» EXERCISE TEXT:
========================================
God's harmony is written
All through, in shining bars,
The soul His love has smitten
As heaven is writ with stars.

MYTHS CONCERNING THE ORIGIN OF MUSIC.

Music is so delightfully innocent and charming an art, that we can not wonder at finding it almost universally regarded as of divine origin. Pagan nations generally ascribe the invention of their musical instruments to their gods, or to certain superhuman beings of a godlike nature. The Hebrews attributed it to man, but as Jubal is mentioned as "the father of all such as handle the harp and organ" only, and as instruments of percussion were almost invariably in use long before people were led to construct stringed and wind instruments, we may suppose that, in the Biblical records, Jubal is not intended to be represented as the original inventor of all the Hebrew instruments, but rather as a great promoter of the art of music.

"However, be this as it may, this much is certain: there are among Christians at the present day not a few sincere upholders of the literal meaning of these records, who maintain that instrumental music was already practiced in heaven before the creation of the world. Elaborate treatises have been written on the nature and effect of that heavenly music, and passages from the Bible have been cited by the learned authors which are supposed to confirm indisputably the opinions advanced in their treatises.

"It may, at a first glance, appear singular that nations have not, generally, such traditional records respecting the originator of their vocal music as they have respecting the invention of their musical instruments. The cause is, however, explicable; to sing is-as natural to man as to speak, and uncivilized nations are not likely to speculate whether singing has ever been invented.

"There is no need to recount here the well-known mythological traditions of the ancient Greeks and Romans referring to the origin of their favorite musical instruments. Suffice it to remind the reader that Mercury and Apollo were believed to be the inventors of the lyre and cithara (guitar); that the invention of the flute was attributed to Minerva, and that Pan is said to have invented the syrinx. More worthy of our attention are some similar records of the Hindoos, because they have hitherto scarcely been noticed in any work on music.
========================================
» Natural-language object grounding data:

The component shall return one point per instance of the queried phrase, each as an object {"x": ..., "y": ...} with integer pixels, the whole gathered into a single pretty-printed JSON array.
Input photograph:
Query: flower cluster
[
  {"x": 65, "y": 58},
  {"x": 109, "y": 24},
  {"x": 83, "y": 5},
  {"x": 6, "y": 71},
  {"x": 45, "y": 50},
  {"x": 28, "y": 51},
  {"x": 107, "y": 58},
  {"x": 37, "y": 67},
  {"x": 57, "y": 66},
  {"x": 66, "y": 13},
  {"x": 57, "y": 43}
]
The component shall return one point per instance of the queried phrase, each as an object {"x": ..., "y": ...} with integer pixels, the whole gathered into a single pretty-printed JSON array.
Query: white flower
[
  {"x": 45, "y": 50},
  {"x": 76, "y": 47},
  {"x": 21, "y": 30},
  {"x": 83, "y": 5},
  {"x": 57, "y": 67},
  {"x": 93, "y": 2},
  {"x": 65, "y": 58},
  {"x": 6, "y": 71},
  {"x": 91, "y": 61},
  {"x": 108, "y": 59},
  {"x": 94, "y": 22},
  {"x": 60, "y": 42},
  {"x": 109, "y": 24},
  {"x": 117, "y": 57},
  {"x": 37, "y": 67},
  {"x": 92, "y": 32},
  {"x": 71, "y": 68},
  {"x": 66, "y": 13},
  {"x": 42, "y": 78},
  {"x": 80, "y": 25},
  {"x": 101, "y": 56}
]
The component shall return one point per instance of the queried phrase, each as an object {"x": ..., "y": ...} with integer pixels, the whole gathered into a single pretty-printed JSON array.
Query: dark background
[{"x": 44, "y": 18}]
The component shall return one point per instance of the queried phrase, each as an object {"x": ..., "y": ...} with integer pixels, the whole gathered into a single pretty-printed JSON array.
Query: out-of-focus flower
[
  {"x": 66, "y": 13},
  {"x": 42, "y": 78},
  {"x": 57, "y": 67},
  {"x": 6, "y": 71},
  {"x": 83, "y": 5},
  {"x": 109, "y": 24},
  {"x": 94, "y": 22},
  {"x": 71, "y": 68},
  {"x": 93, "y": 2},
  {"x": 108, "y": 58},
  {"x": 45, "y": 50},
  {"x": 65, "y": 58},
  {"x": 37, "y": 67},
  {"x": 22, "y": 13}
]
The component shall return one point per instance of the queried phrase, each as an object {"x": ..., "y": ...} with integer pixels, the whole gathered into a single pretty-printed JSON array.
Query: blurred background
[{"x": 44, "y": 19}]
========================================
» ASSIGNMENT 1: In the music-origins passage, who is credited with inventing the flute?
» ASSIGNMENT 2: Copy the music-origins passage word for word from "God's harmony is" up to and including "art of music.".
» ASSIGNMENT 3: Write the next part of the music-origins passage, starting after its final sentence.
The listing has no connection to the music-origins passage.

» ANSWER BOX 1: Minerva.

» ANSWER BOX 2:
God's harmony is written
All through, in shining bars,
The soul His love has smitten
As heaven is writ with stars.

MYTHS CONCERNING THE ORIGIN OF MUSIC.

Music is so delightfully innocent and charming an art, that we can not wonder at finding it almost universally regarded as of divine origin. Pagan nations generally ascribe the invention of their musical instruments to their gods, or to certain superhuman beings of a godlike nature. The Hebrews attributed it to man, but as Jubal is mentioned as "the father of all such as handle the harp and organ" only, and as instruments of percussion were almost invariably in use long before people were led to construct stringed and wind instruments, we may suppose that, in the Biblical records, Jubal is not intended to be represented as the original inventor of all the Hebrew instruments, but rather as a great promoter of the art of music.

» ANSWER BOX 3:
"In the mythology of the Hindoos, the god Nareda is the inventor of the vina, the principal musical instrument of Hindoostan. Saraswati, the consort of Brahma, may be said to be considered as the Minerva of the Hindoos. She is the goddess of music as well as of speech. To her is attributed the invention of the systematic arrangement of the sounds into a musical scale. She is represented seated on a peacock and playing a stringed instrument of the guitar kind. Brahma, himself, we find depicted as a vigorous man with four handsome heads, beating with his hands upon a small drum. Arid Vishnu, in his incarnation as Krishna, is represented as a beautiful youth playing upon a flute. The Hindoos still possess a peculiar kind of flute which they consider as the favorite instrument of Krishna. Furthermore, they have the divinity of Genesa, the god of wisdom, who is represented as a man with the head of an elephant holding in his hands a tamboura, a kind of lute with a long neck.

"Among the Chinese, we meet with a tradition according to which they obtained their musical scale from a miraculous bird called Foung-hoang, which appears to have been a sort of phoenix. As regards the invention of musical instruments, the Chinese have various traditions. In one of these we are told that the origin of some of their most popular instruments dates from the period when China was under the 'dominion of the heavenly spirits called Ki. Another assigns the invention of several of their stringed instruments to the great Fohi, called the "Son of Heaven," who was, it is said, the founder of the Chinese Empire, and who is stated to have lived about B.C. 3000, which was long after the dominion of the Ki, or spirits. Again, another tradition holds that the most important Chinese musical instruments, and the systematic arrangement of the tones, are an invention of Niuva, a supernatural female, who lived at the time of Fohi, and who was a virgin-mother. When Confucius, the great Chinese philosopher, happened to hear, on a certain occasion, some divine music, he became so greatly enraptured that he could not take any food for three months. The music which produced the miraculous effect was that of Kouei, the Orpheus of the Chinese, whose performance on the king, a kind of harmonicon constructed of slabs of sonorous stone, would draw wild animals around him and make them subservient to his will.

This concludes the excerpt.